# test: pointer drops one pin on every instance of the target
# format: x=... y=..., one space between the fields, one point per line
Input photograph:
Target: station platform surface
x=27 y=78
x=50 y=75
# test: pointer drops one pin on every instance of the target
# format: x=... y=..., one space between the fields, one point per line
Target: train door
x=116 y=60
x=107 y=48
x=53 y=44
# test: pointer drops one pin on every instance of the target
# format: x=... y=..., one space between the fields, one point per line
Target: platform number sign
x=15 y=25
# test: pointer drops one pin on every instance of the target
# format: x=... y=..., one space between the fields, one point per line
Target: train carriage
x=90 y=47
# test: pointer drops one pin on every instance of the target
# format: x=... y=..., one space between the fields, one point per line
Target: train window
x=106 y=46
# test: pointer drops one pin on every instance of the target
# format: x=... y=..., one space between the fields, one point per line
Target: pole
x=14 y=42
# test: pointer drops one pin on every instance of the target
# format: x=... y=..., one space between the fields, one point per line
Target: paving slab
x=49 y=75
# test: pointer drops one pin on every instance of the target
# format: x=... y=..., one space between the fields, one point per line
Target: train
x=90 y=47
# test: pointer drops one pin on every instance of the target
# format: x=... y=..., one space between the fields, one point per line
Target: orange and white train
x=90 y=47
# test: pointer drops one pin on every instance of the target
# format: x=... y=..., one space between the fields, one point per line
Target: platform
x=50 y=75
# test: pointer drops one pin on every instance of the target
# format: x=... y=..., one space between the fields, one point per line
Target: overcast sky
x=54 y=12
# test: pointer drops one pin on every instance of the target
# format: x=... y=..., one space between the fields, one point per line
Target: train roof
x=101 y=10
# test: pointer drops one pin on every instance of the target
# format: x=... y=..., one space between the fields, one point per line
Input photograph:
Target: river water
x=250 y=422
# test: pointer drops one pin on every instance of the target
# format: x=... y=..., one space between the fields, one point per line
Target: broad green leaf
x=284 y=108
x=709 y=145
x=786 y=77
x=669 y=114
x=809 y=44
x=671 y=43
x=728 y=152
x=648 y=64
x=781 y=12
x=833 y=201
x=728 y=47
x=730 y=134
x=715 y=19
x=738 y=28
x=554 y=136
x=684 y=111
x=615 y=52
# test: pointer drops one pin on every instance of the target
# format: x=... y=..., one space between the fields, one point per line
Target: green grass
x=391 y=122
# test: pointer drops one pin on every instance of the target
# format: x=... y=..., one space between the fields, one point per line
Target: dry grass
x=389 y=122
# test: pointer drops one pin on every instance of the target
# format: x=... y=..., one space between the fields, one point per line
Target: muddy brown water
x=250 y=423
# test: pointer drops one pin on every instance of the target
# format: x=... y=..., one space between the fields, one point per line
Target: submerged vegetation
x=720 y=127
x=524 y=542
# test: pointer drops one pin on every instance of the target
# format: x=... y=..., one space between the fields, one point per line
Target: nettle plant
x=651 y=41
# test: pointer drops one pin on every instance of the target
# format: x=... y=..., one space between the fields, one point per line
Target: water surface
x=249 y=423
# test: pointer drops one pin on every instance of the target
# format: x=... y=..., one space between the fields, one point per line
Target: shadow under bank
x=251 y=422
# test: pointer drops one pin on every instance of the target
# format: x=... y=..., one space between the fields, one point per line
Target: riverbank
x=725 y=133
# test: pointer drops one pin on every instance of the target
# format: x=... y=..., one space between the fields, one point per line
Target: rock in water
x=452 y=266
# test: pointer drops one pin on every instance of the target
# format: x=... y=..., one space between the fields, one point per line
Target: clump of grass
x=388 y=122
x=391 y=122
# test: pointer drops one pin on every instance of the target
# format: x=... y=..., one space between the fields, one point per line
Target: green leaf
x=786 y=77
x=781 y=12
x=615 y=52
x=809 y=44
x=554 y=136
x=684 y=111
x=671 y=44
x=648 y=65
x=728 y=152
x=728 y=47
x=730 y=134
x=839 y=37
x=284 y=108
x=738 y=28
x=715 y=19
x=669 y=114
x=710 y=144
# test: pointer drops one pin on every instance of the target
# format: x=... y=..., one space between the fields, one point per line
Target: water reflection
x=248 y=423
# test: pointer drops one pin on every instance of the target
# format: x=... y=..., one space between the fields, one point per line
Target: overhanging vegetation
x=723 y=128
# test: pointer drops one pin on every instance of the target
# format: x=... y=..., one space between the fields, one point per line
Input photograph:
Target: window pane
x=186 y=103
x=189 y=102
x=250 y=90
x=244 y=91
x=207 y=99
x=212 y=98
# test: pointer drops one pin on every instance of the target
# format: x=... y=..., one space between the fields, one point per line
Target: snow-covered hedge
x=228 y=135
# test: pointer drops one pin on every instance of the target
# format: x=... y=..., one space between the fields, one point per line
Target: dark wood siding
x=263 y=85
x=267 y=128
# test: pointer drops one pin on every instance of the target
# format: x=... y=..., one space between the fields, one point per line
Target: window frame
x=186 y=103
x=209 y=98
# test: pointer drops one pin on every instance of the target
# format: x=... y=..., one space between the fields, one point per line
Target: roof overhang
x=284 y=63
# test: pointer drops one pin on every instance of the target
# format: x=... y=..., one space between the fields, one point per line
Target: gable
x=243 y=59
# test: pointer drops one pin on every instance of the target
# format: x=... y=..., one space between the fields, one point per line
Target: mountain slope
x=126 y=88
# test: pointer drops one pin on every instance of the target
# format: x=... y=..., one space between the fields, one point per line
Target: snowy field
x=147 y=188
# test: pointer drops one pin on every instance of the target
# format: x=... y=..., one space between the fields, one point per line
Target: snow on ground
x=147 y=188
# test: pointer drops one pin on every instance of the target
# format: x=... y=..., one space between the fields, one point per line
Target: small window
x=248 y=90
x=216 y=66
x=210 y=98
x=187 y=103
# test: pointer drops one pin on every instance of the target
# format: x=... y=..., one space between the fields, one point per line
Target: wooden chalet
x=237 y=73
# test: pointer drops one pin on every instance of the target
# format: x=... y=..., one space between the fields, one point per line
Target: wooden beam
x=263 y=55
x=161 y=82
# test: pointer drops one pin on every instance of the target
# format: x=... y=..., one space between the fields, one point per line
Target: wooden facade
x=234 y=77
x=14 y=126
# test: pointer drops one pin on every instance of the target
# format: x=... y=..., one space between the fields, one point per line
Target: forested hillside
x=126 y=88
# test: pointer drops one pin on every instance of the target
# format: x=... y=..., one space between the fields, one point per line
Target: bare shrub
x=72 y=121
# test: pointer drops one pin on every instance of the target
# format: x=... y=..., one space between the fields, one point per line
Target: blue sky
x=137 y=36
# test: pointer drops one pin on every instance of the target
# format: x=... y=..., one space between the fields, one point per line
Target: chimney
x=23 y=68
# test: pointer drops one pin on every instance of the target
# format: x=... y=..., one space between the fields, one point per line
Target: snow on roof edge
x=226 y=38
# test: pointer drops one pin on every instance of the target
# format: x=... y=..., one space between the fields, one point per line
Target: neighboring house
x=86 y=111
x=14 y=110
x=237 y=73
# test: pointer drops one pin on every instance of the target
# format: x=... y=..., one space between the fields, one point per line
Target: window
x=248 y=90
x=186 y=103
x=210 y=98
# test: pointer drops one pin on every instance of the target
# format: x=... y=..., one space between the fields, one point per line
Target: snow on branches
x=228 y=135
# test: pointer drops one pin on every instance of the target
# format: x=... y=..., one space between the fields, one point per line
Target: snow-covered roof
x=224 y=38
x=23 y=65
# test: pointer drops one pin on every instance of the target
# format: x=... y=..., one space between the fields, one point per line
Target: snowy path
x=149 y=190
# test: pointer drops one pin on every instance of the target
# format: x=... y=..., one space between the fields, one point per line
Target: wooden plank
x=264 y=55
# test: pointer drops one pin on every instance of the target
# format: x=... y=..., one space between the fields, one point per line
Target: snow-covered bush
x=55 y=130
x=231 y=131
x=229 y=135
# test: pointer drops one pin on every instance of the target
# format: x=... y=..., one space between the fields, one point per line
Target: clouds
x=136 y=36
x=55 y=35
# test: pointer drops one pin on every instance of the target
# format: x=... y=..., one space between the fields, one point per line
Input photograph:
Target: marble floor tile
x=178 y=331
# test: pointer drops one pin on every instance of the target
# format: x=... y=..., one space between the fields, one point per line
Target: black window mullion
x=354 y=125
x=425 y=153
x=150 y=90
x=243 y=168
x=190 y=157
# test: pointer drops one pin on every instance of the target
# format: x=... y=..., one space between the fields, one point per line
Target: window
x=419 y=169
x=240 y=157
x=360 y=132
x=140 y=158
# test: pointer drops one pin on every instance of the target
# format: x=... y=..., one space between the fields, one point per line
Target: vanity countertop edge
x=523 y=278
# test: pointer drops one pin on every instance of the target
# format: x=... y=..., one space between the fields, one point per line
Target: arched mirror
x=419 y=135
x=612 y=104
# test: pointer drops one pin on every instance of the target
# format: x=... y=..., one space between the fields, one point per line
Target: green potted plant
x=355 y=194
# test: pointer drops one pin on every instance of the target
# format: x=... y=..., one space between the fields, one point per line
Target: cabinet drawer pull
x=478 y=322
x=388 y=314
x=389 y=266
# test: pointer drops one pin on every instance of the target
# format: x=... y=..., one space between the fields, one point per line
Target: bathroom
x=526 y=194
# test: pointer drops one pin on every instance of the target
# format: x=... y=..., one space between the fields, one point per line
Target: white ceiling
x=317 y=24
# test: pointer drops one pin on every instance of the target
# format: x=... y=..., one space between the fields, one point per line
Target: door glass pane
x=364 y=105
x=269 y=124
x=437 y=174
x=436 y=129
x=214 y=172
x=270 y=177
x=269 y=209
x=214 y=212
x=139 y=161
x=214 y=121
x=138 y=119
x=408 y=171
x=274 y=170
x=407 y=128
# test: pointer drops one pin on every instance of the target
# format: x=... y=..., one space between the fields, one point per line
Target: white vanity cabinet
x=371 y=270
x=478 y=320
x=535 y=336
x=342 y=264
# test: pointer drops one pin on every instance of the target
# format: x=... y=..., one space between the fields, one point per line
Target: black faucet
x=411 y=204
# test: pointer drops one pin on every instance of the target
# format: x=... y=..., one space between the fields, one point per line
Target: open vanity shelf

> _Goal of the exercise_
Collect every line of the records that contains the word "window", matching case exactly.

> _Correct answer_
Target: train window
Target: window pane
Target: window frame
Target: small window
Target: window
Target: black window mullion
Target: window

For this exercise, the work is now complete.